Task objective | What follows is a block of records; restate each one word for word.

[Saved entries]

------------------------------

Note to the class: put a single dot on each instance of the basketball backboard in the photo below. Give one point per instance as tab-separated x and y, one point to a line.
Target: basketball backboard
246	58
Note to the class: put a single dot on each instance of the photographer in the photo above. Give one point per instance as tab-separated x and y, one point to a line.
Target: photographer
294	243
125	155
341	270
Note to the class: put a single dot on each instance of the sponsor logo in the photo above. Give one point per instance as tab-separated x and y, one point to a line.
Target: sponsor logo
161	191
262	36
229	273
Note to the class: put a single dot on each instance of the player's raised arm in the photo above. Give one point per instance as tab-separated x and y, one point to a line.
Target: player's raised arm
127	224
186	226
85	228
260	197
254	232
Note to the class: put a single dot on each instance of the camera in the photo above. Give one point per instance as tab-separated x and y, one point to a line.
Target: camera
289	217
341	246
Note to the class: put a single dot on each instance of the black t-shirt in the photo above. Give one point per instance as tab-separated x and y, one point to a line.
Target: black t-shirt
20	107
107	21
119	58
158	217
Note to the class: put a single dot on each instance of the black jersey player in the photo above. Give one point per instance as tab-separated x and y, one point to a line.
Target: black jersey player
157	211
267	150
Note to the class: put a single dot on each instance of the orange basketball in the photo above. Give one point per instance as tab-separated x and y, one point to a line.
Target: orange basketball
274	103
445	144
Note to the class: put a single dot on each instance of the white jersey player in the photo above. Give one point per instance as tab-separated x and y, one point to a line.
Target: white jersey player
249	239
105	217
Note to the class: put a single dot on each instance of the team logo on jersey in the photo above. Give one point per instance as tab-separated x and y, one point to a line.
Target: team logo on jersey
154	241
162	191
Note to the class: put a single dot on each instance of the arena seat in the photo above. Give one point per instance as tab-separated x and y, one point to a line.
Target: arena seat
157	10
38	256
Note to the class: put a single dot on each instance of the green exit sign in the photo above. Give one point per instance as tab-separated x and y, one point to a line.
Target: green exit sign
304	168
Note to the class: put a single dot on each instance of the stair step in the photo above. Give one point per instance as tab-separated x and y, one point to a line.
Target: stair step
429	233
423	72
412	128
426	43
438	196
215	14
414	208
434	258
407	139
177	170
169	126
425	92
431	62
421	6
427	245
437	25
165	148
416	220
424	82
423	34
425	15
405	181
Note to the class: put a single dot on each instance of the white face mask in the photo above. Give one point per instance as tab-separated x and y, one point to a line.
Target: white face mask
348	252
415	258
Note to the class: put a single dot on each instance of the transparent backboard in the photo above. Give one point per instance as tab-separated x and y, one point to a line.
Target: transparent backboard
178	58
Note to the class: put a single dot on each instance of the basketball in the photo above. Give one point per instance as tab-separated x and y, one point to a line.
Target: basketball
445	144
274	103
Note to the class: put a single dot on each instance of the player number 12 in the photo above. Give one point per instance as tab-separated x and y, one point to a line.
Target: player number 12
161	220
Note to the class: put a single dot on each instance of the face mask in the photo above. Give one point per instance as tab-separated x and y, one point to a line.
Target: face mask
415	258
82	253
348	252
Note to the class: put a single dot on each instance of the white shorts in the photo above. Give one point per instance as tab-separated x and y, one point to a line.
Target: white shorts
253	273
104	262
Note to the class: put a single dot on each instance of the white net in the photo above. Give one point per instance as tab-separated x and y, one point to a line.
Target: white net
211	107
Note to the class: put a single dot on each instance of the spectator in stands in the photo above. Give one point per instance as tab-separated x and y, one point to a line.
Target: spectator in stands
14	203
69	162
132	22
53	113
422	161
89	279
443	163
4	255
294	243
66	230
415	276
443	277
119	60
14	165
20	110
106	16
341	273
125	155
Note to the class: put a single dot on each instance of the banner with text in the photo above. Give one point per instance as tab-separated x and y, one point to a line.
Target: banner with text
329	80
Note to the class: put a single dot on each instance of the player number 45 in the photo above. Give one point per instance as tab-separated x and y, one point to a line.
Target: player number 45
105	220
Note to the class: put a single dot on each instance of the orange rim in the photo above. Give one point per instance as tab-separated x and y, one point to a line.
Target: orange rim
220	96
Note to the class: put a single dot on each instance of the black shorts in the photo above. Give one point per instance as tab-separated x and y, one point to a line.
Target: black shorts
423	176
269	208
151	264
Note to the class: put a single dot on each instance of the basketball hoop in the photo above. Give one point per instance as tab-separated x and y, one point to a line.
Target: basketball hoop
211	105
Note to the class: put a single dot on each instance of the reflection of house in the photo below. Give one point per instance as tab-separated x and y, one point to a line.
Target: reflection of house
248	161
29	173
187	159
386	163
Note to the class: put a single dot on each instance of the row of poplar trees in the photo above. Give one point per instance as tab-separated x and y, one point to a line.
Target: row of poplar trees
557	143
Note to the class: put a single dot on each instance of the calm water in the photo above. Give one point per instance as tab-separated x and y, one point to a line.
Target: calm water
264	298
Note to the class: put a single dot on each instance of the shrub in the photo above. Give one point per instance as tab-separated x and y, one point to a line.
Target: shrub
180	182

------------------------------

Output below |
Note to the class: put a single dot on each instance of the basketball backboard in the photo below. Give one point per instance as tab-separated x and y, one point to a line.
Target: basketball backboard
246	58
Note to the class: put a single dot on each instance of the photographer in the photo above. Give one point per instance as tab-separated x and y, one point to a line.
Target: photographer
294	243
125	155
341	270
Note to the class: put a single dot on each instance of the sponsor logo in the photo above. Give one point per instance as tab-separated x and y, one point to a line.
Target: sponsor logo
161	191
262	36
229	273
Note to the class: put a single dot on each instance of the player's raised arm in the photo above. Give one point per instance as tab-separated x and y, one point to a line.
Target: player's raised arm
127	224
186	226
85	228
260	197
254	232
Note to the class: put a single dot on each instance of the camera in the photo above. Give one point per instance as tab-separated x and y, one point to a line.
Target: camera
289	217
341	246
Note to the class: put a single dot on each instance of the black t-shirt in the photo above. Give one point per instance as tab-separated x and y, one point to a line.
Target: black t-shirt
20	107
107	21
119	58
158	217
Note to the class: put a single dot on each instance of the black jersey player in the photo above. Give one point per instance as tab-separated x and y, one point to a line.
Target: black jersey player
157	211
267	150
Note to the class: put a single dot on each instance of the orange basketball in the photo above. Give one point per instance as tab-separated x and y, one point to a line.
Target: orange basketball
274	103
445	144
Note to the class: put a single dot on each instance of the white jersey player in the photo above. Give one point per instance as tab-separated x and y, one point to a line.
Target: white jersey player
249	239
105	217
Note to the class: put a single dot on each instance of the team logo on jersey in the photo above. Give one point per instance as tab-separated x and y, one point to a line.
Target: team logo on jersey
154	241
162	191
Note to the class: put a single dot on each instance of the arena seat in the photo above. Give one point per instance as tab-separated x and y, one point to a line.
Target: arena seat
157	10
38	256
Note to the class: put a single dot on each instance of the green exit sign in the photo above. Give one point per instance as tab-separated x and y, one point to a line.
Target: green exit sign
304	168
Note to the class: put a single dot on each instance of the stair step in the photo above. Give one point per instance as tab-separated x and y, one point to a line.
Target: stair step
429	233
423	72
412	128
426	43
438	196
215	14
414	208
434	258
407	139
177	170
169	126
425	92
431	62
421	6
427	245
437	25
165	148
416	220
424	82
423	34
425	15
405	181
Note to the class: put a single dot on each instance of the white face mask in the photo above. Give one point per instance as tab-separated x and y, one point to a line.
Target: white face mask
348	252
415	258
Note to the class: put a single dot on each instance of the transparent backboard in the photo above. Give one point per instance as tab-separated x and y, one point to a line.
Target: transparent backboard
178	58
Note to the class: put a single dot on each instance of the basketball in the photo above. Give one point per instance as tab-separated x and y, one point to a line.
Target: basketball
445	144
274	103
Note to the class: put a single dot on each instance of the player number 12 in the photo above. Give one point per instance as tab-separated x and y, one point to a line.
Target: player number 12
161	220
Note to the class: put a single dot on each instance of the face mask in the photo above. Give one point per instance as tab-separated x and y, one point to a line.
Target: face mask
415	258
82	253
348	252
Note to the class: put a single dot on each instance of the white shorts in the photo above. Give one point per instance as tab-separated x and y, one point to a line.
Target: white shorts
253	273
104	262
Note to the class: put a single dot on each instance of the white net in the photo above. Give one point per instance as tab-separated x and y, one point to a line.
Target: white net
211	107
Note to the class: put a single dot on each instance of the spectator in stands in the photo above. Give one point per instance as tab-separated x and y, one point to a line.
Target: spectator in stands
14	203
69	162
132	22
53	113
422	161
89	279
443	163
4	255
294	243
66	230
415	276
443	277
119	60
14	165
20	110
106	16
341	273
125	155
Note to the class: put a single dot on each instance of the banner with text in the photo above. Give one point per instance as tab-separated x and y, one point to a line.
Target: banner with text
329	80
Note to the class: put a single dot on each instance of the player number 45 in the photo above. Give one point per instance as tab-separated x and y, one point to a line.
Target: player number 45
105	220
Note to the class: put a single dot on each instance of the orange rim in the photo above. Give one point per instance as tab-separated x and y, one point to a line.
Target: orange rim
220	96
Note to the class: put a single dot on each instance of the black shorts in the photo above. Give one point per instance as tab-separated x and y, one point to a line.
Target: black shorts
423	176
269	208
151	264
Note to the class: put a single dot on each instance of the basketball hoop in the photo above. Give one point per instance as tab-separated x and y, one point to a line.
Target: basketball hoop
211	105
Note to the class: put a single dot on each instance of the reflection of house in the photo below. Give one point per instance as tab-separated x and y, one point to a line.
Target: reflection of house
248	161
29	173
187	159
386	163
Note to the class: put a single dot on each instance of the row of poplar trees in the photo above. Give one point per instance as tab-separated x and y, one point to a line.
Target: row of poplar trees
557	143
Note to the class: put a single dot on each instance of the calm water in the photo above. Give one point per instance as tab-separated x and y, one point to a line.
Target: calm water
264	298
Note to the class: put a single dot on each instance of the shrub in the photo above. Give one point per instance as tab-separated x and y, one point to a line.
Target: shrub
180	182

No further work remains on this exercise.